##### Supplied data #####

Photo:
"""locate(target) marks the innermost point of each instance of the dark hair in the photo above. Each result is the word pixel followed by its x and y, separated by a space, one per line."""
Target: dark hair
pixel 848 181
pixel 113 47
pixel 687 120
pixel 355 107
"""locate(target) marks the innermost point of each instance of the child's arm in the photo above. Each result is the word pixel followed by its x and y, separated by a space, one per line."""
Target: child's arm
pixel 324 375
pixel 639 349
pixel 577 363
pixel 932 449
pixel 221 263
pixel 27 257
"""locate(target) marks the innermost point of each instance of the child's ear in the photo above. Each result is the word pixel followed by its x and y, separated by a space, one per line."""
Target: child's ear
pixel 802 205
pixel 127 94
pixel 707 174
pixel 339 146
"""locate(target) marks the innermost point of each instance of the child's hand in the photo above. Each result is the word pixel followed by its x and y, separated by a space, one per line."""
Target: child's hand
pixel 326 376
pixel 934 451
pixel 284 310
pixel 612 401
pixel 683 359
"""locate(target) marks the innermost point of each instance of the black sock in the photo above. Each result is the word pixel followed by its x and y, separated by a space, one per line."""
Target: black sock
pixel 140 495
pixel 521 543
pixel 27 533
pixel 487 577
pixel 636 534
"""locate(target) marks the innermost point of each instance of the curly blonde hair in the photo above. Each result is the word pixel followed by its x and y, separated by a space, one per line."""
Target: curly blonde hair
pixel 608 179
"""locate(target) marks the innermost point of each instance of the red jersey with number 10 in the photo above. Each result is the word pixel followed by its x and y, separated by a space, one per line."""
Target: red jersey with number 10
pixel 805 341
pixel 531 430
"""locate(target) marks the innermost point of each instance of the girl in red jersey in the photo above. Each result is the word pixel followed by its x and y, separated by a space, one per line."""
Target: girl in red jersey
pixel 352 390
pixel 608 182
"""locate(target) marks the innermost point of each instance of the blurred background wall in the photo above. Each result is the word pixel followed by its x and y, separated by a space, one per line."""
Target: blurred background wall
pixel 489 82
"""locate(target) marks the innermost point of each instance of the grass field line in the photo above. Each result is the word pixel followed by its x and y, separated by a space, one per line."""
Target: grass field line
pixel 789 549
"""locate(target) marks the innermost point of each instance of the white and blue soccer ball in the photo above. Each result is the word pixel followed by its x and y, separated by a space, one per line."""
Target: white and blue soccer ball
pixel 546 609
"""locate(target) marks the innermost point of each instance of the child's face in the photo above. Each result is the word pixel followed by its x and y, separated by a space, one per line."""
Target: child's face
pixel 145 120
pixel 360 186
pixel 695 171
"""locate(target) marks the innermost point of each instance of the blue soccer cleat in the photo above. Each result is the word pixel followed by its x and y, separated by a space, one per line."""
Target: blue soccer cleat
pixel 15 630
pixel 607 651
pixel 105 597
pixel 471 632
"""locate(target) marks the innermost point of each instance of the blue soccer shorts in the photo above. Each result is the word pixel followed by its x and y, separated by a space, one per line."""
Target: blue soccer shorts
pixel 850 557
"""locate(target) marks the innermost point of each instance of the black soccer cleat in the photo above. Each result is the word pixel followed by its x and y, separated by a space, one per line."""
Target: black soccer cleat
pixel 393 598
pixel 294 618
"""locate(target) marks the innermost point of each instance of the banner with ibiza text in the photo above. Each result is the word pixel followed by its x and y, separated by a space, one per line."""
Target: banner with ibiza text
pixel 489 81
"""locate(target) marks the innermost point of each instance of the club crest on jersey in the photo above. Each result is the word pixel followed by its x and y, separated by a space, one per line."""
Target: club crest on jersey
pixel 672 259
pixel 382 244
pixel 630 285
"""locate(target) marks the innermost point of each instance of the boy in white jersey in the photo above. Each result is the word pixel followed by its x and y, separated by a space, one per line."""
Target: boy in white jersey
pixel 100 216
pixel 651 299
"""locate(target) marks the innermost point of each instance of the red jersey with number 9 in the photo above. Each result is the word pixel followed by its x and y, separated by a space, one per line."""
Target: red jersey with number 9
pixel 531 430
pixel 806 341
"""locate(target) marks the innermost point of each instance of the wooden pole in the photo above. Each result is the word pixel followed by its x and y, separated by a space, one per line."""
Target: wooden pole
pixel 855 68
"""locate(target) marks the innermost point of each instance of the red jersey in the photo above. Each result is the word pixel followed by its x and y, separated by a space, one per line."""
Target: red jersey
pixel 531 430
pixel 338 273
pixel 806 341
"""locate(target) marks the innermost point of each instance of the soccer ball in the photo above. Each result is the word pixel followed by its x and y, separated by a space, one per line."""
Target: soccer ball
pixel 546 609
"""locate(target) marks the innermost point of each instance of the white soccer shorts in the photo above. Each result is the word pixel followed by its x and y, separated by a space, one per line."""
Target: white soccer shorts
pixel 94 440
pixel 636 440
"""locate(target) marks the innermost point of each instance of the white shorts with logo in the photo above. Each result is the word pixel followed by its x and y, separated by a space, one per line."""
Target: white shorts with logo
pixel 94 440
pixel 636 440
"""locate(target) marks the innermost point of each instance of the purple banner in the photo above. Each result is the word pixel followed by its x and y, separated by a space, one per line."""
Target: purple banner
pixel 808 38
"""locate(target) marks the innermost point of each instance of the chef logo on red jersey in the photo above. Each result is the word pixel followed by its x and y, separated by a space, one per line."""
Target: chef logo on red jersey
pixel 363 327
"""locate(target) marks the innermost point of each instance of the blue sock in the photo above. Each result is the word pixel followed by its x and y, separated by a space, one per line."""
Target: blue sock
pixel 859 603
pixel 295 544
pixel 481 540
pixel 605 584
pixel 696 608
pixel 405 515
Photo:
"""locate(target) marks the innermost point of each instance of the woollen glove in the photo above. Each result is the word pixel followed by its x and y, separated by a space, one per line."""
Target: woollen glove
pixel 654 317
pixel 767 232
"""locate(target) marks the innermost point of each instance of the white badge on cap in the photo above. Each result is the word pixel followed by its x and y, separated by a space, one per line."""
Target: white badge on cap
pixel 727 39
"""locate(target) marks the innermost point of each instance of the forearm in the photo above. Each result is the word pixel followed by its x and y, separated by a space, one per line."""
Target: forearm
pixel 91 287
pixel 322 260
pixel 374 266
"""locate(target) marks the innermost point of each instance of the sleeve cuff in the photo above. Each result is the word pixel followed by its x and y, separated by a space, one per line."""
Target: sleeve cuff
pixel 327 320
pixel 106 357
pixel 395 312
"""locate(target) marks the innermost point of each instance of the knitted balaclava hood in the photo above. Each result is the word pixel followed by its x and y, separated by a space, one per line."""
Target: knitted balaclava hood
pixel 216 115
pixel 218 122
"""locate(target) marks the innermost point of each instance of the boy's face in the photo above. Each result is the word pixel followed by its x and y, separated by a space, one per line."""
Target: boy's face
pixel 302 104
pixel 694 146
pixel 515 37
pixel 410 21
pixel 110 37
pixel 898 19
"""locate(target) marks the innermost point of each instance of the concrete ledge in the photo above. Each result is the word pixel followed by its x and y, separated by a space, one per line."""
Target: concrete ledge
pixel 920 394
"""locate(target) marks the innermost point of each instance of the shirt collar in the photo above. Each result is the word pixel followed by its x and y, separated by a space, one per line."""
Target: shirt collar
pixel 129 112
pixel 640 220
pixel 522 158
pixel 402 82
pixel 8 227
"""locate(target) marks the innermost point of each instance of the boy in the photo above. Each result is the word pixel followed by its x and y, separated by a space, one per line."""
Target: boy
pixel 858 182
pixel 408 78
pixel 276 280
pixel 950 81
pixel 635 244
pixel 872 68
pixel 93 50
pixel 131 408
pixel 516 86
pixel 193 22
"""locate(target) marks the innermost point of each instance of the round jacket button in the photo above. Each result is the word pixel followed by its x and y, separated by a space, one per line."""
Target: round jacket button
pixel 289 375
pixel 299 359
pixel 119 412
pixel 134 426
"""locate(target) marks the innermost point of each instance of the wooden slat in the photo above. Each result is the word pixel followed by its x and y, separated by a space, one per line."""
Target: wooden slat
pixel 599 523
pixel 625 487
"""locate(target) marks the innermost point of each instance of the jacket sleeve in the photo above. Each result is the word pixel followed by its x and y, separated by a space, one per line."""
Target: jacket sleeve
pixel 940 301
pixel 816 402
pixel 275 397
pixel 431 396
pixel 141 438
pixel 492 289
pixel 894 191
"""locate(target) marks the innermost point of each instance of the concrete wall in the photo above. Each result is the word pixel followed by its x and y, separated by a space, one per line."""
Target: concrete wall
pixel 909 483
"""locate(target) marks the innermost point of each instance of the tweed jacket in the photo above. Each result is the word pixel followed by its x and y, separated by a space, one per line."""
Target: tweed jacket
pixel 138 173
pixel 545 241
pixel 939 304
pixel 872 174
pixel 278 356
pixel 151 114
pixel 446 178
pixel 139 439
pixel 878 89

#####

▶ Exercise requirements
Within the listing above, the range opens at the line with "Target: round jacket button" and closes at the line with "the wooden slat". Reproduce exactly the lines of that range, including both ends.

▶ Reply
Target: round jacket button
pixel 289 375
pixel 299 359
pixel 119 412
pixel 134 426
"""locate(target) marks the innermost point of each instance of the wooden slat in the photo above. Each result is the word pixel followed by its x and y, separated by a space, one per line."""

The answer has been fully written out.